The lure of playing in the Premier League attracts some of the top names in world football. It is also a prospect that some of the average-good names would never be able to turn down – which is to be expected as it is human nature to strive for better. For some, they make the most of the opportunity and take their game (and thus their name) to new heights.

A player who now has a name surely deserves to be paid higher than what he is or to be playing in European competitions with a BIG team which often means the club he is at is no longer good enough. Such is the logic of the average modern day footballer.

As a Liverpool fan I have seen this unfold with two of my biggest footballing heroes (whom I still love) – first with Michael Owen to Madrid and then with Fernando Torres to Chelsea.  Arsenal fans will know how I feel just as well having lost club legends like Thierry Henry and Cesc Fabregas to Barcelona and the likes of Nasri and van Persie to their rivals from Manchester.  Tottenham face the exact same problem as they try to keep their superstar Gareth Bale out of Real Madrid’s grasp.

For many the prospect of actually winning titles or getting paid a small fortune is too good a deal to pass up,  and they promptly pack up and leave – forgetting the faith showed in them by the clubs that made them. In fact, every single one of the players mentioned above owe their reputations to the clubs they left – and there are many more.

^^^^^^^^^^^^^^^^

#### SET OF TASKS:
1. Copy out, word for word, the stretch of the football piece from "A player who" through "modern day footballer.".
2. In the football piece, which player is Tottenham trying to keep out of Real Madrid's grasp?

#### DATA LISTING:
^^^^^^^^^^^^^^^^

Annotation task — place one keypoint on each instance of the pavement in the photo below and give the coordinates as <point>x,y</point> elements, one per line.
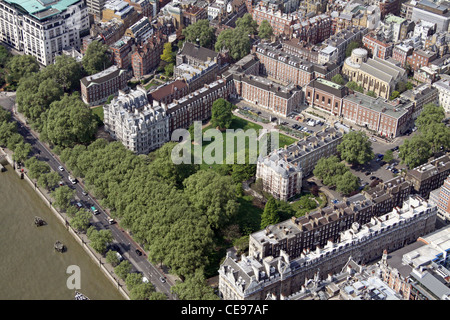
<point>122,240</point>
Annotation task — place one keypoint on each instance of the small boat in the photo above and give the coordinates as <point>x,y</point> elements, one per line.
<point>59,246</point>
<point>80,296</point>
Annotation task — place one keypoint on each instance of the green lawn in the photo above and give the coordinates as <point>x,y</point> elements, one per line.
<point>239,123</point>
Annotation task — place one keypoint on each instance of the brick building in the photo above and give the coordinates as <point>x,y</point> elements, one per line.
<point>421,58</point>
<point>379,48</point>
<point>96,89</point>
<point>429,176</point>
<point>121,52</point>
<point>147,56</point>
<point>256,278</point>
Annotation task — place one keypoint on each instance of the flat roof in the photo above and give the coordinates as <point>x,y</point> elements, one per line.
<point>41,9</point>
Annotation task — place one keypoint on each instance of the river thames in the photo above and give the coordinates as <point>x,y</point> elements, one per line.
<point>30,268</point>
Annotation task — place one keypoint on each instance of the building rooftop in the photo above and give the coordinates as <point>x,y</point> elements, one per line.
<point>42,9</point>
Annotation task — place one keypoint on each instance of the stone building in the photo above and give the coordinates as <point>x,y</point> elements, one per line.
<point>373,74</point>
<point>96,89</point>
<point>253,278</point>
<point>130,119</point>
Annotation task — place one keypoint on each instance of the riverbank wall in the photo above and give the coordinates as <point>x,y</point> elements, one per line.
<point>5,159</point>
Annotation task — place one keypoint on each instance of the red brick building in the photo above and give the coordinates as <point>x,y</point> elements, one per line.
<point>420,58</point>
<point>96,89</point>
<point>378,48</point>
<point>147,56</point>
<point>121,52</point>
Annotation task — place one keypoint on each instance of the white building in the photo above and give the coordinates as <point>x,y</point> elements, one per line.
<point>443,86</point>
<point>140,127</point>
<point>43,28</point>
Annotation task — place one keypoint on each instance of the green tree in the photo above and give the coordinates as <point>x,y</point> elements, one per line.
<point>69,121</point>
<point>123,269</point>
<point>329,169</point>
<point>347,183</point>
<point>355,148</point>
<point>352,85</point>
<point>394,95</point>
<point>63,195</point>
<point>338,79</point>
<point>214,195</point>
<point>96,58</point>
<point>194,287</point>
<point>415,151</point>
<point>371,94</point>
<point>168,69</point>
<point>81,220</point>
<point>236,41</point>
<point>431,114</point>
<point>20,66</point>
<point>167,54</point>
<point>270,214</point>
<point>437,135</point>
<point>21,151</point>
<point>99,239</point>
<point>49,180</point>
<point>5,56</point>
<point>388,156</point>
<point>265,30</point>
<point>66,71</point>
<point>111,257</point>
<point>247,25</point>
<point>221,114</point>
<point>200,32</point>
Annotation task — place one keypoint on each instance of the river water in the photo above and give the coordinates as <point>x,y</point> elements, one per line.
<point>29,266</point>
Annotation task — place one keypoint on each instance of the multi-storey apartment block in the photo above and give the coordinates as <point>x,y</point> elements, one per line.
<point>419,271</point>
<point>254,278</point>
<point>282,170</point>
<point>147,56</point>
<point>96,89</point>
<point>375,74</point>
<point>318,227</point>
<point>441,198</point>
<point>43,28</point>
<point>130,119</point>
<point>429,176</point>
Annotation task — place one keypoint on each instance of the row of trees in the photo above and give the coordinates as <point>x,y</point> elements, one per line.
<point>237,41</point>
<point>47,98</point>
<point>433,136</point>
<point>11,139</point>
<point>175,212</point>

^^^^^^^^^^^^^^^^

#### SOLUTION SET:
1.
A player who now has a name surely deserves to be paid higher than what he is or to be playing in European competitions with a BIG team which often means the club he is at is no longer good enough. Such is the logic of the average modern day footballer.

2. Gareth Bale